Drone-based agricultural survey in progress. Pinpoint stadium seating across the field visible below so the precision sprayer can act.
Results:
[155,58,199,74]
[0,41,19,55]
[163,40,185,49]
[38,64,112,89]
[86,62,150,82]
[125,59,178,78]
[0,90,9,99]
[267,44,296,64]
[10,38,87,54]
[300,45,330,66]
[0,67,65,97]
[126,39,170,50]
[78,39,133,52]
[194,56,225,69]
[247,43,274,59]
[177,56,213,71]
________
— The request —
Write out every line of the material above word for word, with each character unchanged.

— Solution for this task —
Drone-based agricultural survey in progress. Pinpoint stadium seating across the field visible below so the precision sprayer can act.
Results:
[155,58,199,74]
[0,41,19,55]
[163,40,185,49]
[38,64,112,89]
[86,62,150,82]
[125,59,178,78]
[0,90,9,99]
[267,44,296,64]
[10,38,87,54]
[300,45,330,66]
[0,67,65,97]
[126,39,170,50]
[78,39,133,52]
[194,56,225,69]
[247,43,274,59]
[177,56,213,71]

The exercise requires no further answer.